### AIM OF THE TASK
Give only the number of lines below that contain the string "tower", treating uppercase and lowercase as different.

══ DATA SUPPLIED

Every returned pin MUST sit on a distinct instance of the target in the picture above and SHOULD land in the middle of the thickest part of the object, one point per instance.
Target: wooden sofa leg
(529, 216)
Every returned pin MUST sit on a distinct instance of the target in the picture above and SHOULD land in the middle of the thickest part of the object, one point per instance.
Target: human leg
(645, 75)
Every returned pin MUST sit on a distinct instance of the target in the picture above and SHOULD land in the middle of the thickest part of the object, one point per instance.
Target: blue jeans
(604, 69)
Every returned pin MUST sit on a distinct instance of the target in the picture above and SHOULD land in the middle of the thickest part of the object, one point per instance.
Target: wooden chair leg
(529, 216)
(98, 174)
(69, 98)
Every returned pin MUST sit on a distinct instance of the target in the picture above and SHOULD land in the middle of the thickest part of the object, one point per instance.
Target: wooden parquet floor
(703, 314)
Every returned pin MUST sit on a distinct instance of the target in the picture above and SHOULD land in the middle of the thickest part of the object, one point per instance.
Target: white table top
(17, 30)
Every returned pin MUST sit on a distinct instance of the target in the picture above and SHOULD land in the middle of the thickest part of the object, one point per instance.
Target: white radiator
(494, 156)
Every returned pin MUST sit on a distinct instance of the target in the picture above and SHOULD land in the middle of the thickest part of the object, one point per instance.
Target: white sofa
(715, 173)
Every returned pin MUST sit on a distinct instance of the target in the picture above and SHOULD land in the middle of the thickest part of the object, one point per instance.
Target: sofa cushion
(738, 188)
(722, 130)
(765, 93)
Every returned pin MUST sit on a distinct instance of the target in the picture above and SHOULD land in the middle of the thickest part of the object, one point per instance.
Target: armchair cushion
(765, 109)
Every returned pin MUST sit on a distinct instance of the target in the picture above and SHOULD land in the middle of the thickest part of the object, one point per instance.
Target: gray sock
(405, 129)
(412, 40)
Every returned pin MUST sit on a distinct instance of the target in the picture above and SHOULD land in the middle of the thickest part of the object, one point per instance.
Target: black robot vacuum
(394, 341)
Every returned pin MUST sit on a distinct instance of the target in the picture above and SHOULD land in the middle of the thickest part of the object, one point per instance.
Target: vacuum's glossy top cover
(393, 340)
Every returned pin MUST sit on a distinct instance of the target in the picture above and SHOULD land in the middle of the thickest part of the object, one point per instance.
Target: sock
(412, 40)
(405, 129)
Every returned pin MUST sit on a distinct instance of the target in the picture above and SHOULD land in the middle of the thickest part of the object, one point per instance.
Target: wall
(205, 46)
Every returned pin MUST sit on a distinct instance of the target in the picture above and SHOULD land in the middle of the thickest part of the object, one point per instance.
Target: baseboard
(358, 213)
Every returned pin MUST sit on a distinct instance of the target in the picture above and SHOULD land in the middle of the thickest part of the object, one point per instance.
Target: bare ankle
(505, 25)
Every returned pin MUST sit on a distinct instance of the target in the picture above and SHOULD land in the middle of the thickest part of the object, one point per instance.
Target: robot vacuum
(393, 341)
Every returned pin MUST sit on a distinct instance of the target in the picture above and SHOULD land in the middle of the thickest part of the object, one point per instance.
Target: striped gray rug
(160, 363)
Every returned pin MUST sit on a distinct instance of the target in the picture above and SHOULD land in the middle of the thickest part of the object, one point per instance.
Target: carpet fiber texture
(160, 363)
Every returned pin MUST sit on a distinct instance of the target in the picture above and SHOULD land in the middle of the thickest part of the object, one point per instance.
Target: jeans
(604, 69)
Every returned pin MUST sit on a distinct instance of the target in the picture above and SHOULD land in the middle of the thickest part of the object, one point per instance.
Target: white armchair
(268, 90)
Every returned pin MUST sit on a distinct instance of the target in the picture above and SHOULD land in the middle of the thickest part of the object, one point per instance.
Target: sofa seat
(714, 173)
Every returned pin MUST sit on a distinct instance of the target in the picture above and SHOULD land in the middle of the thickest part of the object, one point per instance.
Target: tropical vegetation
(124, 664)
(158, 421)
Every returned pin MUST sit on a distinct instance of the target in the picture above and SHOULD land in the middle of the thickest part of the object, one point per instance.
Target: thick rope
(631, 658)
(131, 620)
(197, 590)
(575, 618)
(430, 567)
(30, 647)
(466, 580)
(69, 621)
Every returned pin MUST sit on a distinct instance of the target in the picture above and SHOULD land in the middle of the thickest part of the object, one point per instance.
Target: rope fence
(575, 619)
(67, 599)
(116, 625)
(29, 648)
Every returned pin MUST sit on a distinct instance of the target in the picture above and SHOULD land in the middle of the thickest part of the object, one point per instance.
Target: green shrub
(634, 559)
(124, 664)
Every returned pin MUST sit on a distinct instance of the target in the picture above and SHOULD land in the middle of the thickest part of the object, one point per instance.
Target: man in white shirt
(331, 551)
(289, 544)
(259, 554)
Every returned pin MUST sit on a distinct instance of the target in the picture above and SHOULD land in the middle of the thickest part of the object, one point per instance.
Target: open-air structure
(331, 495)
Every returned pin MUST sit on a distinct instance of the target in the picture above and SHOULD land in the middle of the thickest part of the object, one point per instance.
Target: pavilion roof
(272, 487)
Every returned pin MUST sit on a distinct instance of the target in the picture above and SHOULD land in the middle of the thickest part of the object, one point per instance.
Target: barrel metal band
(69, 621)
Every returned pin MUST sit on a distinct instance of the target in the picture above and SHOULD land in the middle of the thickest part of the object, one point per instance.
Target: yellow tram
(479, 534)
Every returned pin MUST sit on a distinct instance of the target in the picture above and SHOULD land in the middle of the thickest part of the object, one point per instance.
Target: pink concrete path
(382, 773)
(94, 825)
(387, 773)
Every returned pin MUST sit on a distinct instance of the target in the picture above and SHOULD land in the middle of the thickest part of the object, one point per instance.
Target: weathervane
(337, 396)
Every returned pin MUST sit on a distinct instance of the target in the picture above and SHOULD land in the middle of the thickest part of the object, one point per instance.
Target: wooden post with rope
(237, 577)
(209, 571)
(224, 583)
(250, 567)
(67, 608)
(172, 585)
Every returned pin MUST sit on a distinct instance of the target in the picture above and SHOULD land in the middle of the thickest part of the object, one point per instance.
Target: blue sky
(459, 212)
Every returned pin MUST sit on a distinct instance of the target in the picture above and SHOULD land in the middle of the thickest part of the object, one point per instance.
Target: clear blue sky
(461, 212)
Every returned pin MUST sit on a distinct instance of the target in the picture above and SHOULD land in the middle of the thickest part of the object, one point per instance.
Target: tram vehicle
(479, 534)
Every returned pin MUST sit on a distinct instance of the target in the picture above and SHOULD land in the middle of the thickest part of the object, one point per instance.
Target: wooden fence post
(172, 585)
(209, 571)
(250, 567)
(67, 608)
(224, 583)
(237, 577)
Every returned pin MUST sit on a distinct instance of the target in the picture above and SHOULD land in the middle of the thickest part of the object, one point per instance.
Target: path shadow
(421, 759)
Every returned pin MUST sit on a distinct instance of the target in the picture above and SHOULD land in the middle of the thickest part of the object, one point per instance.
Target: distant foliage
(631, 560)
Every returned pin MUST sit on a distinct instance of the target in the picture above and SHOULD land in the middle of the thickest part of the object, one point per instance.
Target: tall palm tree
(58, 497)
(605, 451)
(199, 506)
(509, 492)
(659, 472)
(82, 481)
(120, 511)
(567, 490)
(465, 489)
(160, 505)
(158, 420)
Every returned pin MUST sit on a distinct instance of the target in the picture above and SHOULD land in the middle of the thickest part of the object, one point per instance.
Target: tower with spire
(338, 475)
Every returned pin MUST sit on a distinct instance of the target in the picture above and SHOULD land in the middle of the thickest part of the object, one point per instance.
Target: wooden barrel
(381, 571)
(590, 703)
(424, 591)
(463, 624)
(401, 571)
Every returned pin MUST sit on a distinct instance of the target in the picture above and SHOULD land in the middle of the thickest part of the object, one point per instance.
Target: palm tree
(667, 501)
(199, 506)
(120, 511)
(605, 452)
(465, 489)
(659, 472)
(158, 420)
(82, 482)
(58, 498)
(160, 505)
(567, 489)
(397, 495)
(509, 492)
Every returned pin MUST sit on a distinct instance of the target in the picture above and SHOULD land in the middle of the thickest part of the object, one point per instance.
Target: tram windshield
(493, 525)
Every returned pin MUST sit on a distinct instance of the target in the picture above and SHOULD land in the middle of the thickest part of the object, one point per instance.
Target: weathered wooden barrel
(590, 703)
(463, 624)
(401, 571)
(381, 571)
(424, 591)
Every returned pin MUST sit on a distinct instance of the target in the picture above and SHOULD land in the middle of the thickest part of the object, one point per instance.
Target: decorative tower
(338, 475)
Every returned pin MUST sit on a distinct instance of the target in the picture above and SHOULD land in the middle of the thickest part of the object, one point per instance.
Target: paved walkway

════

### THE RESULT
2